PROBLÈME POSÉ A -> Recopiez mot pour mot, dans l'article sur la crise de la presse sénégalaise, tout ce qui va de « Le symbole de » jusqu'à « 13 août 2024. ».
PROBLÈME POSÉ B -> Présentez toutes les lignes des enregistrements sous forme de liste numérotée, sans les lignes vides.

DOCUMENT SOURCE ->
────────

Il y a quelques jours, les quotidiens Stades et Sunu Lamb ont disparu des kiosques au Sénégal. Pour expliquer leur suspension (temporaire ?), le propriétaire des deux journaux, parmi les plus populaires du pays, évoque des raisons économiques. Une décision qui témoigne de la crise que traversent les médias sénégalais depuis plusieurs années.
Le symbole de cette tension économique reste le blocage des comptes de la quasi-totalité des entreprises de presse par l’Etat qui leur réclame des arriérés d’impôts. Ce qui a poussé les patrons à décréter une « journée sans presse » le mardi 13 août 2024.
Mais, ce conflit avec l’Etat sur la dette fiscale n’est que la partie visible de l’iceberg. "Dans la tête de tout le monde, l’unique problème est un problème de fiscalité alors que ce n’est pas ça. Le problème qui se pose est qu’aujourd’hui, de façon cumulée, il y a une sorte d’asphyxie des entreprises de presse, ça aussi, il faut le dire. Parce que pendant qu’on leur réclame des impôts, on arrête de leur payer leurs conventions, on exige d’eux qu’ils respectent la convention collective, la TDS leur demande de payer des redevances en un espace très court. Si vous étiez, vous et moi, un patron de presse, on se sentirait asphyxié. C’est ça la vérité", explique Ahmadou Bamba Kassé, secrétaire général du Syndicat des professionnels de l’information et de l’ communication (Synpics).

────────

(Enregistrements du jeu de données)
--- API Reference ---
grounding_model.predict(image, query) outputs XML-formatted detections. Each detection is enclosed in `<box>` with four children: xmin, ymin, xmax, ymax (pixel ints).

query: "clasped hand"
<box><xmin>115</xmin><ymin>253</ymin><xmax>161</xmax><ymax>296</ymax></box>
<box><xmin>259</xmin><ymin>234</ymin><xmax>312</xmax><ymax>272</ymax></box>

────────

SOLUTION COMPLÈTE A ->
Le symbole de cette tension économique reste le blocage des comptes de la quasi-totalité des entreprises de presse par l’Etat qui leur réclame des arriérés d’impôts. Ce qui a poussé les patrons à décréter une « journée sans presse » le mardi 13 août 2024.

SOLUTION COMPLÈTE B ->
1. --- API Reference ---
2. grounding_model.predict(image, query) outputs XML-formatted detections. Each detection is enclosed in `<box>` with four children: xmin, ymin, xmax, ymax (pixel ints).
3. query: "clasped hand"
4. <box><xmin>115</xmin><ymin>253</ymin><xmax>161</xmax><ymax>296</ymax></box>
5. <box><xmin>259</xmin><ymin>234</ymin><xmax>312</xmax><ymax>272</ymax></box>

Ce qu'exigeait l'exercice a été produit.